Exercise objective » Every record must appear in the answer exactly as it stands.

Record extracts »
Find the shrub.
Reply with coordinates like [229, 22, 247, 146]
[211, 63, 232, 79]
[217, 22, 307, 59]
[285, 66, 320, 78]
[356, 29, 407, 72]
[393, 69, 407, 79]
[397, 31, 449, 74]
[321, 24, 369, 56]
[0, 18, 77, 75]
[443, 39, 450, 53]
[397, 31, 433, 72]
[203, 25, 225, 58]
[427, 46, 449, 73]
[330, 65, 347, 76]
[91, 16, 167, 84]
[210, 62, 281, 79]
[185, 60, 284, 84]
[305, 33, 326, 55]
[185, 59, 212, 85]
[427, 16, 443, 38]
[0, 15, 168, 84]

Finished exercise »
Find the shrub.
Reply with coordinates like [229, 22, 247, 146]
[211, 63, 232, 79]
[217, 22, 307, 59]
[285, 66, 320, 78]
[356, 29, 407, 72]
[393, 69, 407, 79]
[397, 31, 449, 74]
[321, 24, 369, 56]
[0, 18, 77, 75]
[443, 39, 450, 53]
[397, 31, 433, 72]
[203, 25, 225, 58]
[427, 46, 449, 73]
[330, 65, 347, 76]
[91, 16, 167, 84]
[210, 62, 281, 79]
[185, 60, 284, 84]
[305, 33, 326, 55]
[185, 59, 212, 85]
[427, 16, 443, 38]
[0, 15, 168, 84]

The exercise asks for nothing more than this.